Instructions to follow: Copy verbatim the lines of the listing below, beginning with the line that contains "The power line" and continuing through the line that contains "[65, 155, 104, 229]", both included.

Coordinate annotation entries
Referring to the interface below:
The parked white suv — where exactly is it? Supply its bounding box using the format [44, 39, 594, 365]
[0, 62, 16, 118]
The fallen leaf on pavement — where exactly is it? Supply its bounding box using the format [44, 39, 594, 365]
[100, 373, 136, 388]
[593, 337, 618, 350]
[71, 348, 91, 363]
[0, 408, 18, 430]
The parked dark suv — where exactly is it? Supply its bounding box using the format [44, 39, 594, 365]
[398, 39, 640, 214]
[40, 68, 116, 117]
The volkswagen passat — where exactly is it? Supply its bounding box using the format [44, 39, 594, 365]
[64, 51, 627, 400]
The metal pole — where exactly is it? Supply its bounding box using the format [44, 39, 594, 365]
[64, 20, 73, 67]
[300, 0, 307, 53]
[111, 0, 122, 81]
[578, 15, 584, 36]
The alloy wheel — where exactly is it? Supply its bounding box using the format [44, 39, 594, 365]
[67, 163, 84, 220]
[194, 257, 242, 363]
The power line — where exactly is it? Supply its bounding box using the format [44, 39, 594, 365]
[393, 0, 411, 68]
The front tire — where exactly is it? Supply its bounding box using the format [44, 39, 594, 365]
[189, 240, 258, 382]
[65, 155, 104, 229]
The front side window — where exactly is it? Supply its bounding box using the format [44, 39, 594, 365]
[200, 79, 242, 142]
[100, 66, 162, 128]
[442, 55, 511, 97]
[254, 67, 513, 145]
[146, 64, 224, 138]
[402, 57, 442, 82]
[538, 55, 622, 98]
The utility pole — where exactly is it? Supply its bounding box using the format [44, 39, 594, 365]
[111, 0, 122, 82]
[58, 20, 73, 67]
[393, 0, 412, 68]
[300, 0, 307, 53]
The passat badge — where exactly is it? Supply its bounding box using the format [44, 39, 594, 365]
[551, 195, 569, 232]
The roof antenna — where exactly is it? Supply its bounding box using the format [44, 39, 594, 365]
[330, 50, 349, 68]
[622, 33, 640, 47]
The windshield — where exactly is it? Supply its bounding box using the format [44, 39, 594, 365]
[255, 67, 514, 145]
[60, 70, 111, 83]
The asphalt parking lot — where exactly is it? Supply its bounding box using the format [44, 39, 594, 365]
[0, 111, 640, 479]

Answer for this exercise:
The power line — where exactly is it? Supply its bounding box using the format [44, 39, 594, 365]
[393, 0, 411, 68]
The front tire — where exactly is it? Supply its bounding box using the format [44, 39, 594, 365]
[189, 240, 258, 382]
[65, 155, 104, 229]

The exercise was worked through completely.